- RECORDS TO USE -

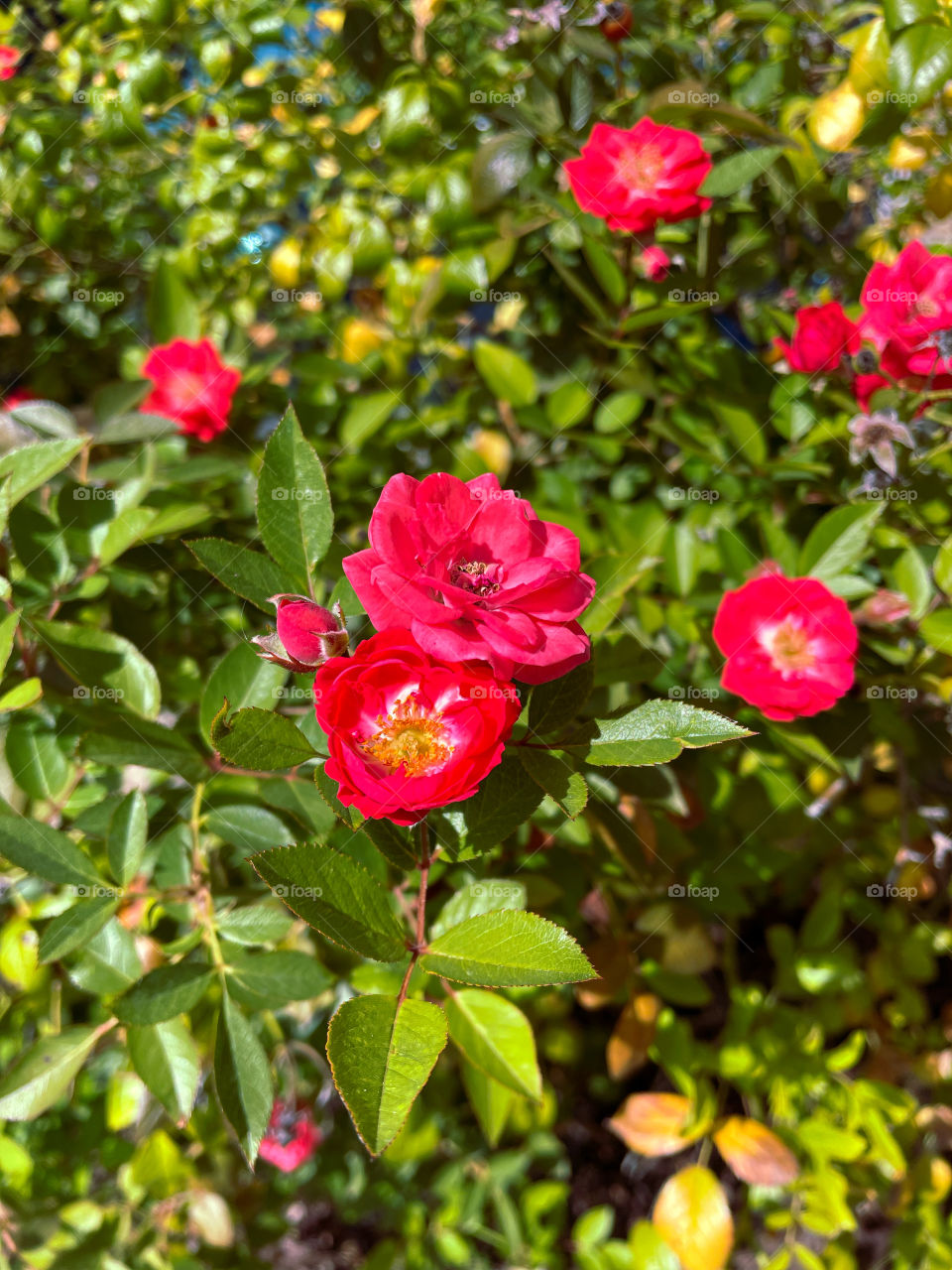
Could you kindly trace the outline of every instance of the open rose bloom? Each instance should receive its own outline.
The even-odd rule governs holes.
[[[320,1144],[321,1130],[310,1110],[275,1099],[268,1132],[261,1138],[261,1160],[289,1173],[310,1160]]]
[[[325,662],[314,695],[340,801],[396,824],[475,794],[520,711],[513,685],[487,665],[435,658],[406,630]]]
[[[853,686],[857,629],[816,578],[764,573],[729,591],[713,625],[727,692],[783,723],[829,710]]]
[[[222,362],[211,339],[160,344],[146,358],[142,377],[155,387],[141,409],[175,419],[180,432],[199,441],[211,441],[227,428],[231,399],[241,382],[241,373]]]
[[[710,170],[697,133],[649,118],[633,128],[597,123],[580,157],[565,164],[579,207],[628,234],[707,211],[711,199],[698,190]]]
[[[588,660],[576,618],[595,584],[579,572],[579,540],[495,476],[391,478],[369,540],[344,573],[377,630],[413,631],[435,658],[487,662],[524,683]]]

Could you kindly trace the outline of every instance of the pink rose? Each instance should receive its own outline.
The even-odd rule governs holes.
[[[579,159],[565,164],[583,212],[609,230],[642,234],[659,221],[684,221],[711,206],[698,190],[711,170],[701,137],[638,119],[633,128],[597,123]]]
[[[330,752],[324,770],[340,801],[395,824],[471,798],[522,709],[512,683],[486,665],[430,657],[405,630],[325,662],[314,697]]]
[[[226,366],[211,339],[174,339],[154,348],[142,367],[155,387],[140,406],[176,419],[179,431],[211,441],[228,425],[231,399],[241,373]]]
[[[277,631],[255,635],[258,655],[288,671],[305,673],[322,665],[329,657],[347,653],[348,634],[340,605],[331,612],[307,596],[272,596],[277,608]]]
[[[765,573],[729,591],[713,625],[727,692],[788,723],[829,710],[853,686],[857,629],[817,578]]]
[[[843,306],[831,300],[826,305],[807,305],[797,312],[793,342],[776,340],[791,371],[819,375],[839,368],[843,358],[859,351],[859,328],[850,321]]]
[[[576,618],[595,583],[579,572],[579,540],[495,476],[392,476],[369,538],[344,573],[378,630],[411,630],[434,657],[489,662],[524,683],[588,660]]]

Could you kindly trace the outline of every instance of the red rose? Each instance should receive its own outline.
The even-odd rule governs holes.
[[[565,164],[579,207],[630,234],[707,211],[711,199],[698,189],[710,170],[697,133],[649,118],[633,128],[597,123],[581,157]]]
[[[857,629],[817,578],[768,573],[729,591],[713,638],[727,658],[722,686],[768,719],[829,710],[853,685]]]
[[[325,662],[314,696],[340,801],[396,824],[475,794],[520,710],[512,683],[485,665],[430,657],[405,630]]]
[[[595,583],[579,573],[579,540],[495,476],[392,476],[369,537],[344,573],[378,630],[411,630],[434,657],[489,662],[524,683],[588,660],[575,618]]]
[[[255,635],[258,655],[300,674],[322,665],[330,657],[347,653],[348,634],[340,605],[322,608],[307,596],[272,596],[278,611],[277,631]]]
[[[307,1107],[274,1100],[260,1156],[283,1173],[293,1172],[321,1144],[321,1130]]]
[[[13,79],[20,65],[23,51],[13,44],[0,44],[0,80]]]
[[[890,373],[904,378],[952,371],[939,335],[952,326],[952,257],[910,243],[892,264],[872,267],[862,298],[863,334],[880,351],[891,345]]]
[[[828,305],[807,305],[797,312],[792,344],[782,339],[774,343],[791,371],[819,375],[835,371],[848,353],[857,353],[861,339],[857,324],[831,300]]]
[[[227,428],[241,373],[222,362],[211,339],[160,344],[146,358],[142,376],[155,384],[140,408],[146,414],[176,419],[180,432],[199,441]]]

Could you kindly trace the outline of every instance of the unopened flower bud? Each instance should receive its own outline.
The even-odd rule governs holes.
[[[258,655],[302,674],[348,650],[349,638],[340,605],[322,608],[306,596],[272,596],[277,631],[255,635]]]

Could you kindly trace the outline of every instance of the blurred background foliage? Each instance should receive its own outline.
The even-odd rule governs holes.
[[[264,617],[182,537],[255,537],[264,438],[291,398],[336,511],[325,594],[392,472],[491,470],[581,538],[603,711],[671,695],[758,732],[605,780],[575,822],[546,803],[528,839],[480,861],[477,876],[524,879],[604,975],[519,997],[539,1106],[512,1099],[480,1125],[444,1064],[369,1162],[316,1057],[327,988],[258,1016],[325,1139],[298,1172],[251,1176],[204,1082],[179,1125],[105,1046],[69,1104],[0,1135],[8,1264],[671,1270],[646,1218],[685,1157],[626,1153],[605,1120],[631,1092],[677,1090],[699,1133],[751,1115],[800,1163],[792,1187],[748,1186],[707,1138],[692,1148],[727,1193],[739,1270],[952,1266],[947,408],[915,422],[890,481],[850,456],[850,396],[778,375],[772,352],[800,305],[854,305],[906,239],[949,245],[948,10],[631,8],[621,41],[599,6],[559,0],[36,0],[0,15],[23,52],[0,83],[4,390],[103,423],[173,335],[212,337],[242,372],[208,450],[94,450],[88,478],[157,514],[112,560],[90,568],[95,516],[77,521],[75,502],[22,504],[18,605],[43,616],[52,597],[61,617],[128,638],[157,672],[162,720],[207,753],[211,668]],[[698,131],[718,177],[711,212],[660,231],[663,282],[560,182],[594,122],[646,113]],[[712,615],[764,558],[850,603],[880,588],[906,603],[863,627],[857,690],[815,720],[768,724],[717,686]],[[254,691],[273,702],[273,683]],[[105,723],[84,748],[79,714],[47,692],[8,715],[4,794],[102,842],[118,765],[149,754]],[[174,759],[164,772],[149,785],[157,925],[143,900],[69,973],[38,965],[50,897],[8,878],[4,1066],[61,1016],[99,1022],[96,998],[187,937],[174,894],[192,809]],[[256,906],[226,939],[314,951],[241,861],[326,812],[237,776],[216,777],[207,809],[216,897]],[[446,866],[435,885],[467,879]],[[329,979],[364,991],[382,973],[319,952]],[[192,1012],[202,1054],[211,1019]]]

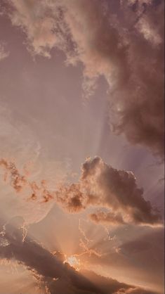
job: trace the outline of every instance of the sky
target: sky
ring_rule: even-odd
[[[0,1],[0,294],[163,294],[164,5]]]

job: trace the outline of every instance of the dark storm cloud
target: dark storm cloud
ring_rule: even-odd
[[[9,176],[10,184],[18,193],[23,193],[25,188],[29,189],[29,201],[41,199],[44,205],[54,200],[72,213],[90,206],[108,209],[90,216],[95,222],[162,226],[159,214],[152,208],[150,201],[145,200],[143,190],[138,187],[134,174],[117,170],[99,157],[86,159],[77,183],[62,185],[51,191],[44,180],[39,184],[29,181],[13,162],[1,159],[0,166],[6,171],[4,179]]]
[[[62,263],[61,257],[51,254],[29,236],[22,239],[21,219],[13,220],[4,227],[1,234],[0,257],[7,260],[15,260],[25,265],[39,279],[41,285],[47,291],[54,294],[114,294],[148,293],[142,288],[136,288],[112,279],[104,278],[92,271],[84,270],[77,272],[68,264]],[[11,224],[12,223],[12,224]],[[136,292],[132,292],[136,290]],[[150,292],[150,293],[152,292]]]
[[[143,190],[138,187],[133,174],[114,169],[99,157],[87,159],[82,165],[79,182],[62,187],[57,192],[56,199],[70,212],[90,205],[112,210],[91,215],[96,222],[160,224],[159,214],[145,200]]]
[[[163,1],[7,3],[8,15],[25,33],[33,55],[50,57],[58,48],[67,63],[81,62],[86,95],[103,76],[114,132],[164,155]]]

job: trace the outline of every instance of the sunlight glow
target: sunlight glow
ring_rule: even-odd
[[[78,260],[75,256],[70,256],[69,257],[67,257],[66,260],[65,260],[65,262],[69,263],[69,264],[74,267],[76,270],[79,271],[80,269],[80,260]]]

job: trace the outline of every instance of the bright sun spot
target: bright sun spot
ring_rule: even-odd
[[[80,261],[75,256],[70,256],[65,260],[70,265],[75,269],[79,270],[80,268]]]

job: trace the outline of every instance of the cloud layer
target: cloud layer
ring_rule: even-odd
[[[147,294],[151,291],[104,278],[92,271],[75,271],[61,258],[51,254],[28,236],[23,238],[22,220],[15,219],[1,233],[0,257],[15,260],[39,281],[45,293],[53,294]],[[4,242],[2,242],[4,241]],[[61,257],[61,255],[60,255]],[[87,278],[87,277],[88,278]],[[154,294],[154,293],[152,293]]]
[[[1,159],[0,166],[6,170],[4,179],[9,176],[9,182],[18,193],[25,195],[27,189],[29,201],[39,200],[44,205],[55,200],[72,213],[88,207],[100,207],[90,216],[96,223],[161,225],[160,215],[145,200],[143,190],[137,186],[133,174],[117,170],[99,157],[86,160],[77,183],[60,185],[55,191],[49,191],[44,180],[39,184],[30,181],[13,162]]]

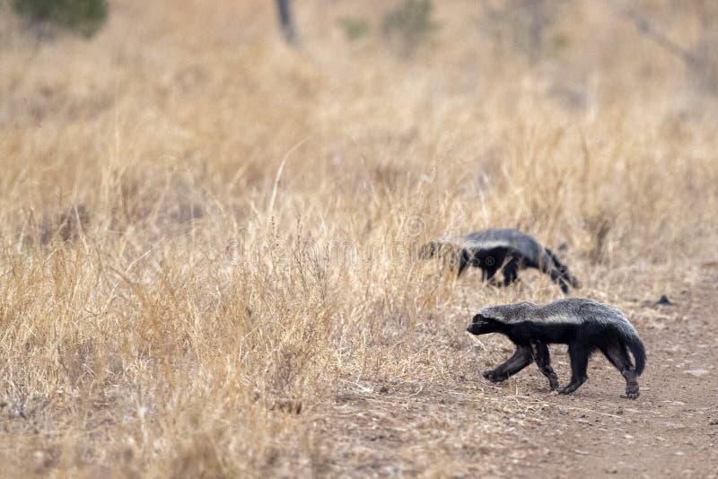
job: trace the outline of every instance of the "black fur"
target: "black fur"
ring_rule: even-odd
[[[484,372],[491,381],[505,380],[535,361],[552,390],[570,394],[588,379],[589,357],[599,350],[625,378],[626,396],[638,397],[637,379],[645,367],[645,349],[635,329],[617,309],[582,299],[561,300],[546,306],[498,306],[482,309],[467,331],[472,335],[501,333],[516,344],[513,356]],[[565,388],[559,388],[551,368],[547,347],[551,344],[568,344],[571,382]],[[631,362],[628,352],[635,364]]]
[[[553,251],[517,230],[490,229],[458,240],[438,239],[422,249],[425,257],[438,255],[448,256],[452,265],[458,265],[457,276],[469,266],[479,267],[484,280],[495,285],[502,285],[494,279],[499,270],[503,274],[503,285],[508,286],[518,279],[520,269],[533,267],[551,276],[565,293],[569,286],[579,287],[576,278]]]

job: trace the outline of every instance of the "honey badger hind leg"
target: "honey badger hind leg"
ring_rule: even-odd
[[[641,394],[638,387],[638,375],[635,373],[631,358],[623,344],[610,344],[600,348],[601,353],[616,367],[626,379],[626,396],[635,399]]]
[[[557,388],[556,391],[558,394],[571,394],[589,379],[586,369],[589,365],[591,350],[581,344],[569,344],[568,355],[571,358],[571,382],[564,388]]]
[[[551,367],[551,356],[548,353],[548,346],[546,343],[540,341],[531,342],[531,353],[533,360],[536,361],[537,366],[541,373],[548,379],[548,385],[551,390],[558,388],[558,376]]]
[[[513,257],[503,266],[503,285],[508,286],[519,279],[519,258]]]

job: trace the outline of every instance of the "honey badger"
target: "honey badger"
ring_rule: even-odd
[[[503,285],[508,286],[518,279],[520,269],[533,267],[550,275],[565,293],[568,292],[569,285],[579,287],[576,278],[553,251],[517,230],[490,229],[460,238],[438,238],[424,246],[422,256],[448,256],[453,265],[459,264],[457,277],[472,266],[481,268],[485,280],[500,284],[493,280],[501,269]]]
[[[516,353],[504,363],[483,373],[487,379],[507,379],[536,361],[552,390],[570,394],[588,377],[589,356],[600,350],[626,379],[626,396],[638,397],[638,376],[645,367],[645,349],[635,328],[617,309],[581,298],[547,304],[520,302],[481,309],[467,331],[472,335],[501,333],[516,344]],[[547,344],[568,344],[571,382],[558,387],[551,368]],[[631,352],[635,363],[631,361]]]

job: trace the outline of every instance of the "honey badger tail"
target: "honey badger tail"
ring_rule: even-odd
[[[556,256],[556,253],[545,248],[546,254],[553,260],[554,264],[556,265],[556,269],[558,270],[558,275],[560,280],[567,284],[570,284],[574,288],[579,288],[581,283],[579,281],[568,271],[568,266],[561,263],[558,259],[558,257]]]

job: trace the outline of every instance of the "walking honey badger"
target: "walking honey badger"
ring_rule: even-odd
[[[645,367],[645,349],[633,325],[613,308],[580,298],[547,305],[495,306],[481,309],[467,331],[472,335],[501,333],[516,345],[508,361],[483,373],[491,381],[505,380],[535,361],[552,390],[571,394],[588,379],[589,357],[600,350],[626,379],[626,396],[638,397],[637,379]],[[547,347],[551,344],[568,344],[571,381],[564,388],[558,386],[551,368]]]
[[[569,286],[579,286],[576,278],[553,251],[518,230],[493,228],[459,238],[437,238],[424,246],[422,256],[444,258],[448,256],[448,259],[459,265],[457,276],[467,266],[479,267],[484,279],[495,284],[500,284],[494,282],[499,270],[503,274],[503,285],[508,286],[518,279],[520,269],[533,267],[551,276],[564,292],[568,292]]]

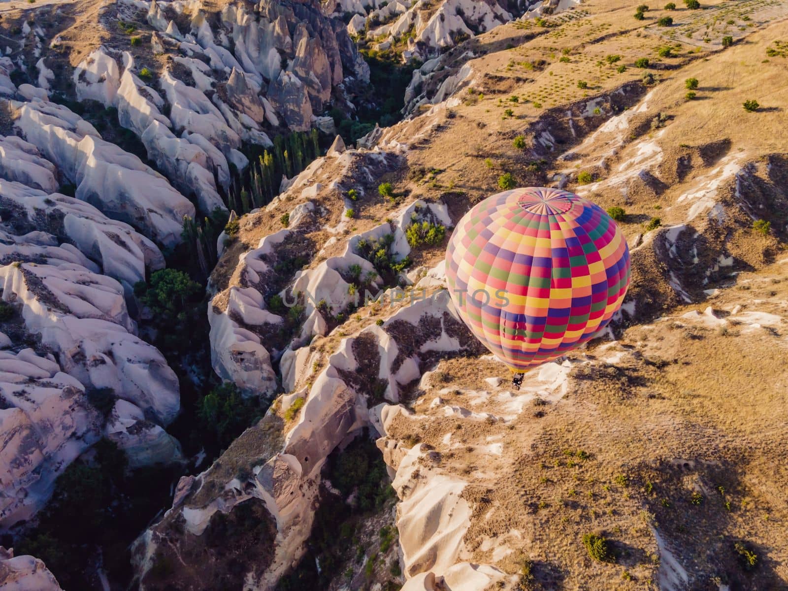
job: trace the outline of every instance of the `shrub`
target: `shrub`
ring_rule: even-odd
[[[517,183],[515,180],[515,177],[511,176],[511,173],[504,173],[498,177],[499,188],[508,191],[509,189],[515,188],[515,186],[517,186]]]
[[[608,210],[608,215],[616,221],[623,221],[626,217],[626,212],[624,211],[623,207],[611,207]]]
[[[293,400],[292,404],[288,407],[288,410],[284,411],[284,420],[290,422],[296,418],[298,416],[298,411],[303,407],[303,398],[296,398]]]
[[[426,244],[427,246],[437,246],[443,242],[446,236],[446,227],[439,224],[431,224],[429,221],[422,221],[411,224],[405,230],[405,237],[407,243],[411,248]]]
[[[151,276],[151,286],[139,281],[134,293],[143,306],[151,309],[154,316],[167,317],[172,321],[181,319],[188,300],[199,297],[203,291],[200,284],[192,281],[188,274],[176,269],[162,269]],[[185,320],[185,317],[183,318]]]
[[[753,222],[753,229],[764,236],[768,236],[769,231],[771,229],[771,222],[766,220],[756,220]]]
[[[745,111],[747,111],[748,113],[753,113],[754,111],[758,110],[758,107],[760,107],[760,105],[758,104],[758,102],[756,100],[751,99],[749,101],[745,101],[743,103],[743,106]]]
[[[602,536],[585,533],[583,535],[583,545],[592,559],[600,563],[612,562],[613,553],[610,549],[610,544]]]
[[[391,183],[381,183],[377,185],[377,192],[381,197],[391,199],[394,196],[394,188]]]
[[[745,571],[753,571],[758,566],[758,555],[745,545],[744,542],[736,542],[734,544],[734,550],[739,556],[739,561],[744,567]]]
[[[238,236],[238,232],[240,231],[240,224],[236,217],[234,220],[228,221],[225,225],[225,233],[230,238],[235,238]]]
[[[215,438],[220,448],[226,448],[259,418],[261,410],[253,400],[244,399],[232,381],[223,382],[197,401],[197,416],[201,428]]]
[[[583,170],[578,174],[578,182],[580,184],[588,184],[593,181],[593,177],[588,170]]]

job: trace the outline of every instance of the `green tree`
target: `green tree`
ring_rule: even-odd
[[[608,210],[608,215],[616,221],[623,221],[624,218],[626,217],[626,212],[623,207],[611,207]]]
[[[377,185],[377,193],[381,197],[391,199],[394,196],[394,188],[391,183],[381,183]]]
[[[611,550],[609,542],[602,536],[596,533],[585,533],[583,535],[583,545],[592,559],[600,563],[608,563],[613,561],[613,552]]]
[[[225,448],[260,418],[261,409],[253,399],[244,399],[232,381],[225,381],[198,400],[197,416],[203,432],[219,448]]]

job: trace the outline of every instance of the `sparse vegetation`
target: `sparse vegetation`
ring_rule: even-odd
[[[623,207],[611,207],[608,210],[608,215],[616,221],[623,221],[624,218],[626,217],[626,212],[624,211]]]
[[[756,220],[753,222],[753,229],[761,236],[768,236],[771,230],[771,222],[766,220]]]
[[[445,226],[429,221],[415,222],[405,230],[405,237],[411,248],[421,246],[437,246],[446,236]]]
[[[377,193],[381,197],[391,199],[394,196],[394,188],[391,183],[381,183],[377,185]]]
[[[241,225],[238,221],[238,218],[228,221],[225,225],[225,233],[227,235],[228,238],[235,238],[238,236],[238,232],[240,232]]]
[[[743,106],[744,110],[747,111],[747,113],[754,113],[755,111],[758,110],[759,108],[760,108],[760,105],[755,99],[749,99],[745,101],[743,103]]]
[[[583,545],[592,559],[600,563],[613,561],[612,552],[609,542],[602,536],[596,533],[583,535]]]
[[[745,571],[753,571],[758,566],[758,556],[744,542],[735,542],[734,550],[738,555],[739,562],[744,567]]]
[[[656,230],[662,225],[662,220],[659,217],[652,217],[649,220],[649,223],[645,225],[646,232],[651,232],[652,230]]]
[[[296,398],[293,400],[290,406],[288,407],[288,410],[284,411],[284,420],[290,422],[296,418],[298,416],[299,411],[303,407],[304,402],[303,398]]]

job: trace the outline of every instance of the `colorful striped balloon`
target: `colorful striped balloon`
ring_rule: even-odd
[[[446,251],[460,317],[513,371],[591,339],[621,307],[630,252],[599,206],[559,189],[514,189],[478,203]]]

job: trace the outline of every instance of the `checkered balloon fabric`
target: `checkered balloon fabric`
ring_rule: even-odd
[[[604,329],[630,283],[630,252],[599,206],[559,189],[489,197],[455,229],[446,279],[474,334],[516,372]]]

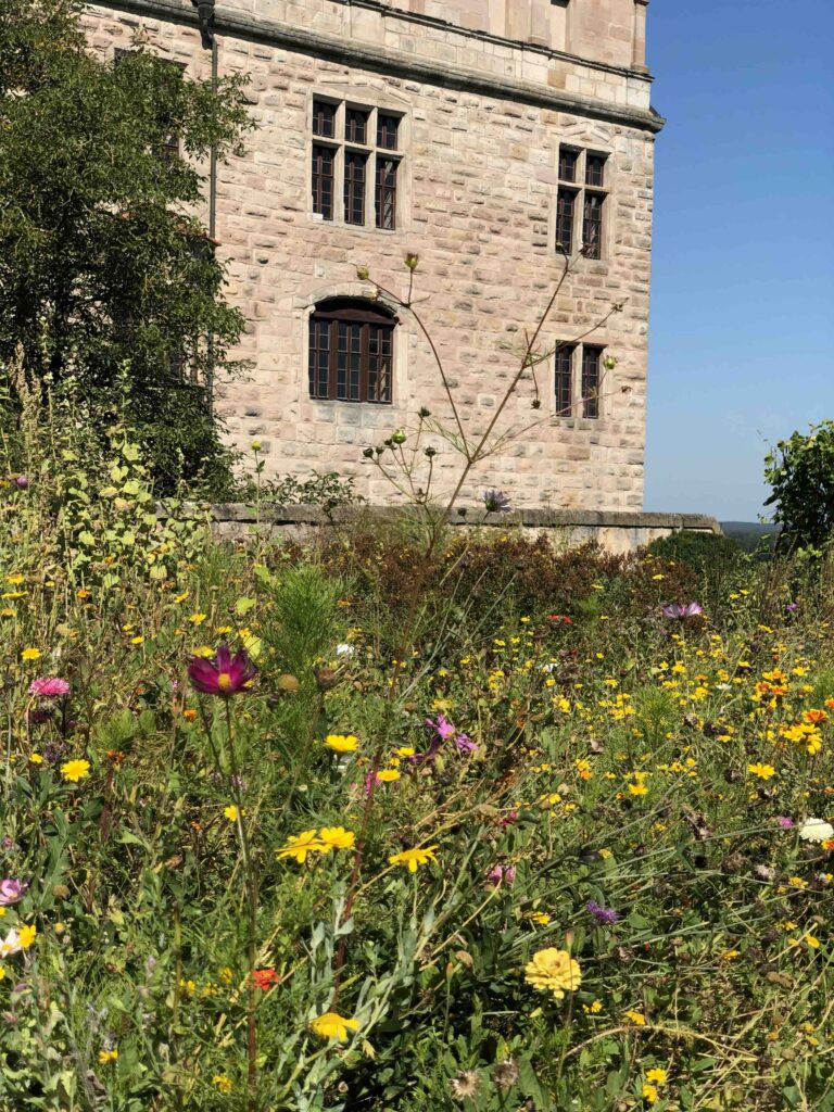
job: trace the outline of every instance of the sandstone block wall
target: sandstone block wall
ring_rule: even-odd
[[[524,19],[513,22],[522,9]],[[466,434],[484,430],[559,279],[557,159],[559,145],[570,143],[608,156],[604,252],[602,260],[574,259],[539,347],[588,332],[622,304],[586,336],[617,366],[605,376],[598,419],[553,417],[553,359],[536,370],[542,406],[533,409],[528,373],[498,426],[517,435],[478,467],[463,497],[471,502],[489,486],[519,507],[642,506],[653,153],[662,122],[649,108],[643,16],[644,0],[235,0],[218,8],[219,72],[249,75],[257,125],[245,155],[219,168],[219,255],[228,294],[249,320],[238,355],[251,373],[218,384],[218,408],[237,447],[261,441],[267,475],[337,469],[355,476],[370,502],[397,500],[363,449],[414,426],[421,406],[450,421],[429,346],[407,311],[395,336],[391,405],[309,398],[316,302],[367,295],[357,266],[405,291],[408,251],[420,257],[419,312]],[[209,76],[192,9],[177,0],[113,0],[89,9],[87,28],[105,56],[129,48],[141,30],[191,77]],[[395,231],[314,216],[316,95],[401,113]],[[435,481],[449,489],[460,459],[443,438],[431,443]]]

- CHALLENGE -
Identify and copy every line of the material above that contains the string "colorful". Case counts.

- RESPONSE TO THE EXERCISE -
job: trace the outline of every instance of the `colorful striped balloon`
target: `colorful striped balloon`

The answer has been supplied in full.